• Exercise requirements:
Output the records that follow exactly as they are written.

• Records from a data collection:
========

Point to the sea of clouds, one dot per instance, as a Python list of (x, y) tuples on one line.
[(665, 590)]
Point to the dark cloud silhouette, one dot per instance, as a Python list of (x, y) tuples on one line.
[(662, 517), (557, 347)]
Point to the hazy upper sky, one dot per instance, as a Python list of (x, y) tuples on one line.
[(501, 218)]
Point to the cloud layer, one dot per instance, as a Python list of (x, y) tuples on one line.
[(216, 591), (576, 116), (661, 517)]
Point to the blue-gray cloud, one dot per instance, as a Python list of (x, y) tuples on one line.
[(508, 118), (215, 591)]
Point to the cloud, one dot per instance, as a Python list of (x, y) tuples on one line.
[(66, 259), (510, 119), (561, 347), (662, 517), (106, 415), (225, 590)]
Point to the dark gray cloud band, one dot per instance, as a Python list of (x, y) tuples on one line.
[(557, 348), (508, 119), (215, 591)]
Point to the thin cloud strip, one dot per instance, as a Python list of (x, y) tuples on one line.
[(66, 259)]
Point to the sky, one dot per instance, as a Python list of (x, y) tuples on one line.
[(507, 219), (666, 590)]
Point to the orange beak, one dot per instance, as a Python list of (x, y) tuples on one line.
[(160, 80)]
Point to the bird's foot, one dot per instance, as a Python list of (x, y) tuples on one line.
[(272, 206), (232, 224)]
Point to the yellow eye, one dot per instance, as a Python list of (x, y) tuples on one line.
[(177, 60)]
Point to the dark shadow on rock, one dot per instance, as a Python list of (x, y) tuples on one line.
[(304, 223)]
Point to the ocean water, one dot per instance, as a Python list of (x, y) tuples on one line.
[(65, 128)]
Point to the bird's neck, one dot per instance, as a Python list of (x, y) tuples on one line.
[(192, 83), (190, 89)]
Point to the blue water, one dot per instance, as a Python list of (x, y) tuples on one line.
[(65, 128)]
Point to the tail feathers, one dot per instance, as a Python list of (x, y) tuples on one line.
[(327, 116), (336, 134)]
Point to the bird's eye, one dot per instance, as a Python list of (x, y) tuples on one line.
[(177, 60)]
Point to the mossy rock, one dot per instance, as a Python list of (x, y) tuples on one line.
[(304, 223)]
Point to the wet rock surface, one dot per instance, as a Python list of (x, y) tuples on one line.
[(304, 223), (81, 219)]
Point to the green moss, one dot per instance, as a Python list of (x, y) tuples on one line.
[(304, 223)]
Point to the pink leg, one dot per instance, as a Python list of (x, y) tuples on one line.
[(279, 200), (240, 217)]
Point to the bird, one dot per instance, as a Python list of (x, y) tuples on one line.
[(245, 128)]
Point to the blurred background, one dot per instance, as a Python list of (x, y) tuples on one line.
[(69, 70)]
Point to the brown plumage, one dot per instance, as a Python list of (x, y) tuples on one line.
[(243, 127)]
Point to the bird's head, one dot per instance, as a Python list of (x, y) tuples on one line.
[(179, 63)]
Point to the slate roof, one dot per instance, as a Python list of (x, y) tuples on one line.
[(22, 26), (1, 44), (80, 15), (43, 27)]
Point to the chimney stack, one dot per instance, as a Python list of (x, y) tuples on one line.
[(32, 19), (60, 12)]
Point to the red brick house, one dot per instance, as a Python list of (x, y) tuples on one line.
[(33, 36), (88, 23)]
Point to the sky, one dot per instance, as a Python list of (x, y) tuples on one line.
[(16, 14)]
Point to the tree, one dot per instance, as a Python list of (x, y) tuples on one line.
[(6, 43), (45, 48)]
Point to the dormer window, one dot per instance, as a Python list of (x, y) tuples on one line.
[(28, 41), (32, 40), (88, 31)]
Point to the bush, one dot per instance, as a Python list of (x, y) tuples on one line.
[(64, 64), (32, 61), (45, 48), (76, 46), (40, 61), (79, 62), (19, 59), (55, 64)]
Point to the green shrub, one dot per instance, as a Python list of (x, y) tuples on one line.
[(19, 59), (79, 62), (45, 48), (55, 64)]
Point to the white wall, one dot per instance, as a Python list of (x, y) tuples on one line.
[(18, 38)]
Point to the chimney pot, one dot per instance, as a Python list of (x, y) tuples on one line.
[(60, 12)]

========

• Result for this task:
Point to the sea of clouds, one dot per instance, as a Python list of (x, y) tuples on one line.
[(665, 590)]
Point to the dark cloud silhouette, one dot per instance, as a Python list of (x, y) tuples on one line.
[(662, 517), (557, 347)]
Point to the hazy upper sky, one dot per instance, as a Python list of (x, y) tuples on one line.
[(501, 218)]
Point to the cloud layer, one dot per instance, as a Python list of (x, y) tuples on one line.
[(216, 591), (576, 116), (661, 517)]
Point to the blue-gray cloud, one dot per instance, as a Python list of (x, y) tuples on one line.
[(508, 118), (215, 591)]
Point to the cloud, one dot per instance, as a Python list of (x, y) tuples on one line.
[(66, 259), (510, 119), (561, 347), (662, 517), (106, 415), (225, 590)]
Point to the dark gray cloud band, one dot per instance, as a Python list of (x, y) tuples on one line.
[(557, 348), (508, 119), (215, 591)]
Point to the thin cloud strip, one dot per instance, as a Python list of (x, y) tuples on one line.
[(66, 259)]
Point to the sky, one dot per instance, as a Python list of (x, y) tuples on one line.
[(507, 219), (666, 590)]
Point to the orange beak, one dot per instance, as a Python list of (x, y) tuples on one line.
[(160, 80)]
Point to the bird's foot, one dot per instance, as a Python list of (x, y) tuples on one line.
[(272, 206), (232, 224)]
Point to the yellow eye, one dot per instance, as a Python list of (x, y) tuples on one line.
[(177, 60)]
Point to the dark shadow on rock, one dot per instance, as a Python list of (x, y) tuples on one line.
[(304, 223)]
Point to the ocean water, one dot per instance, as a Python list of (x, y) tuples on one line.
[(65, 128)]
Point to the bird's neck, one dot per instance, as a Python list of (x, y) tuples on one line.
[(192, 83), (190, 89)]
Point to the blue water, one dot per instance, as a Python list of (x, y) tuples on one line.
[(65, 128)]
Point to the tail feathers, one dot per instance, as a Python list of (x, y) tuples on one line.
[(327, 116), (336, 134)]
Point to the bird's eye, one dot per instance, as a Python list of (x, y) tuples on one line.
[(177, 60)]
Point to the mossy rock, one dot per instance, as a Python list of (x, y) tuples on one line.
[(304, 223)]
Point to the wet rock surface, one dot per instance, as a Python list of (x, y) tuples on one line.
[(304, 223), (81, 219)]
Point to the green moss, one dot per instance, as a Python list of (x, y) tuples on one line.
[(304, 223)]
Point to the pink leg, one dot per instance, as a Python list of (x, y) tuples on one line.
[(279, 200), (240, 217)]
Point to the bird, one dot per instance, as a Python list of (x, y) tuples on one line.
[(245, 128)]
Point to the blurred background, one dot per instance, as a Python list of (x, y) tuples on one line.
[(69, 70)]
Point to the brown plumage, one dot per instance, as a Python list of (x, y) tuples on one line.
[(243, 127)]
Point to the bird's head, one dot per instance, as a Python list of (x, y) tuples on one line.
[(179, 63)]
Point to the slate roof, one dot per instance, as a Python list of (x, y) tuples on one line.
[(22, 26), (1, 44), (80, 15), (43, 27)]
Point to the chimney stack, one dot per instance, as a Python list of (x, y) tuples on one line.
[(32, 19), (60, 12)]
Point to the red brick house, one dot per instance, as a Python list of (x, y) tuples on one line.
[(33, 36), (88, 23)]
Point to the sky, one dot per instance, as a Python list of (x, y) tuples on one line.
[(16, 14)]
Point to the tree, one dot per instance, as a Python list of (x, y) tuples on one line.
[(6, 43), (45, 48)]
Point to the dormer window, one dot per instance, as a Python list of (x, y) tuples on one line.
[(28, 41), (32, 40), (88, 31)]
Point to the bush, one dot per instance, as a Python list of (x, y) tuples on one line.
[(64, 64), (32, 61), (45, 48), (76, 46), (40, 61), (79, 62), (19, 59), (55, 64)]
Point to the green shrub, one dot per instance, as a Python list of (x, y) tuples on one line.
[(19, 59), (79, 62), (45, 48), (55, 64)]
Point to the white wall, one dot per instance, as a Python list of (x, y) tuples on one line.
[(18, 38)]
Point to the chimney pot, one dot per instance, as a Python list of (x, y) tuples on one line.
[(60, 12)]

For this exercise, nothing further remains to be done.